Document segment =

Monday, September 1, 2014

Olam's Ukraine grain volumes 'dried out' by crisis

by Agrimoney.com

Olam International's Ukraine grain business has "completely dried out" because of the country's political crisis, the group said, as it unveiled concerns over Africa's ebola outbreak too.

The Singapore-based agribusiness giant - in follow-up comments to its announcement of a 1.5% rise to Sing$48.5m in underlying earnings for the April-to-June quarter – said that a drop in grain trading profits was one of the factors behind its sluggish growth.

Grain volumes fell, in part because of asset disposals, with Olam revealing it had sold a stake in its South African grain trading operation besides the $68m sales to Japan's Mitsubishi Corp, as announced in June, of 80% of its Australian business.

"That has meant lower volumes as well as lower ebitda [earnings before interest, tax, depreciation and amortisation] in grains which is a choice that we have made," said Shekhar Anantharaman, Olam director for finance and business development.

Olam, which said it had reaped a "significant gain" on its Australian disposal, has yet to reply to an Agrimoney.com request for further information on the South Africa deal.

'Completely dried out'

However, the company had also seen a drop in grain volumes thank to a "choice which has been fostered upon us", Mr Shekhar said, highlighting the "Ukrainian-Russian crisis".

In the April-to-June quarter, "certainly, that part of the volume has not happened which is obviously a concern," he told investors.

"The Ukraine business has completely dried out in the last four months and that is still a concern for us for the next year."

In fact, Ukraine's overall grain exports in June and July, the first two months of 2014-15, rose 48% to 4.7m tonnes, according to agriculture ministry data, although the country's unrest, and in particular the movement of pro-Russian rebels towards the port of Mariupol, have raised market concerns.

The comments add Olam to agriculture groups such as egg producer AvangardCo, US-based Cargill and poultry group MHP reporting some losses to the Ukraine crisis.

Mr Shekhar added that the Olam "would like to stay on a Russia - it's an important part of our business so the Russian business is still happening".

Task brief =
Continue the article on Olam's Ukraine grain business from its last paragraph.

Source data =
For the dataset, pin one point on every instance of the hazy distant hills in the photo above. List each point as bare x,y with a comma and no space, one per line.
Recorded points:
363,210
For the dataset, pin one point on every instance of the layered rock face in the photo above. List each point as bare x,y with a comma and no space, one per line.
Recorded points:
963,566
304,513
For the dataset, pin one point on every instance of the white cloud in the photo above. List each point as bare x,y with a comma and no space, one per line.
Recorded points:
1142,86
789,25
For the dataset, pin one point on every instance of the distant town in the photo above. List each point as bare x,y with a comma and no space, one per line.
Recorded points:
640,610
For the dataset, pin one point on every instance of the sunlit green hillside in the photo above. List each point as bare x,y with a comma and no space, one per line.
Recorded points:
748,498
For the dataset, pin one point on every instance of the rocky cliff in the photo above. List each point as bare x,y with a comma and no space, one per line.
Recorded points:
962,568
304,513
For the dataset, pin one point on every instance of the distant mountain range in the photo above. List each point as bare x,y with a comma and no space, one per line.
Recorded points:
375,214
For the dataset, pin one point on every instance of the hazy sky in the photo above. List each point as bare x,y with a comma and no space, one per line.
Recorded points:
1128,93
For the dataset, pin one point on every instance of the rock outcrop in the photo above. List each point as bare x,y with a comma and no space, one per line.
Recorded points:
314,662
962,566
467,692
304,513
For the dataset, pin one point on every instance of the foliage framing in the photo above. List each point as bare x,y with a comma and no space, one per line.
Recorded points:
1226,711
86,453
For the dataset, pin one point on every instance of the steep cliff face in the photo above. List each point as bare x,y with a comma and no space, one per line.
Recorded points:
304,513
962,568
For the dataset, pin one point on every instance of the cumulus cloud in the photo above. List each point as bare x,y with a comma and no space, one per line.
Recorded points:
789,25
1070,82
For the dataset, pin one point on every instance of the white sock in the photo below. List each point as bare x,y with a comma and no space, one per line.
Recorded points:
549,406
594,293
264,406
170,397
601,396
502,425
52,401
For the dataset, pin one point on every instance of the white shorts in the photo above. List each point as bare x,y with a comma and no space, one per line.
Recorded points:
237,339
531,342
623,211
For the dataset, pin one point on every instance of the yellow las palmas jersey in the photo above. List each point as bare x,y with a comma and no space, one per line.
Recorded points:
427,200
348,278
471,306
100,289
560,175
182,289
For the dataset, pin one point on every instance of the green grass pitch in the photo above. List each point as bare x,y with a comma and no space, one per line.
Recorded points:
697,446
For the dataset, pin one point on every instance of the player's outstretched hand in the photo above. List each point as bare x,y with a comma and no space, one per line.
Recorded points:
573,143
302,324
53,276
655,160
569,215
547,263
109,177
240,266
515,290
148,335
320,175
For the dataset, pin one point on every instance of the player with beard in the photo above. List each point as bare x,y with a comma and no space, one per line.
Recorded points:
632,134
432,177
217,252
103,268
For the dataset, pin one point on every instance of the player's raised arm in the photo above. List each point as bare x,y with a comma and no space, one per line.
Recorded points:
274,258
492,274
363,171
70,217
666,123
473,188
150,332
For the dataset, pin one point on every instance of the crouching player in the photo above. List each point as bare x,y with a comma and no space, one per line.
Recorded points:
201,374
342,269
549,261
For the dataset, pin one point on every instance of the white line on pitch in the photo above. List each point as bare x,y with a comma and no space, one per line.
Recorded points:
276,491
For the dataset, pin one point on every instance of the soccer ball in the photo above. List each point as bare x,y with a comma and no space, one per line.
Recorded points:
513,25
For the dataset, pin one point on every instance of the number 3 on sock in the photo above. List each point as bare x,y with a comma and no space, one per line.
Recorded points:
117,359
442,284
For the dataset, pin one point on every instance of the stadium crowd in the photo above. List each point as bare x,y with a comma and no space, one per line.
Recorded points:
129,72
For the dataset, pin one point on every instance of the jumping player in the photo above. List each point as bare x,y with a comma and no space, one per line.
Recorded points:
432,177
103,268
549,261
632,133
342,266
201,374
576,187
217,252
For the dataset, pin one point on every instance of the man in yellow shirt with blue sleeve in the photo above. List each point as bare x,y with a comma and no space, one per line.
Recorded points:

Response below =
'Serious issue'

While Olam highlighted that its West African flour milling business had performed better than expected, it highlighted the potential threat there too should the ebola epidemic spread beyond current epicentre, in Sierra Leone, Liberia and Guinea, to which is has only small investments.

In Nigeria, where six people have died of the virus, Olam has "very significant exposure in operations", including in milling, chief executive Sunny Verghese said, adding that the group had imposed a series of measures to protect its own staff and products.

These included a ban on travel in the three most affected countries, and travel to Nigeria "only if it is absolutely required," Mr Verghese said, adding that the group was holding daily "crisis committee" meetings on ebola, with further in-country sessions.

"It is a serious issue and requires to be treated very seriously," Mr Verghese said.

Market reaction

The comments came as the group expanded on its results, which showed a drop in headline earnings of 44% to Sing$31.8m for the latest quarter, reflecting one-off charges such as a loss on disposal of timber assets in Gabon.

Mr Verghese said he was "pleased" with Olam's progress in revamping itself in line with a strategy of debt reduction and operational shake-ups which was drawn up after the group was targeted by short-selling group Muddy Waters.

After the results, Maybank Kim Eng termed the performance "in line" with expectations, and restated a "hold" recommendation on Olam shares, which it said were trading at a 15% premium to those in comparable companies.

However, OCBC restated a "sell" rating on the share, for which it estimates Sing$2.38 as fair value, saying that "current valuations appear slightly stretched".

Olam shares on Monday closed down 2.6% at Sing$2.58 in Singapore.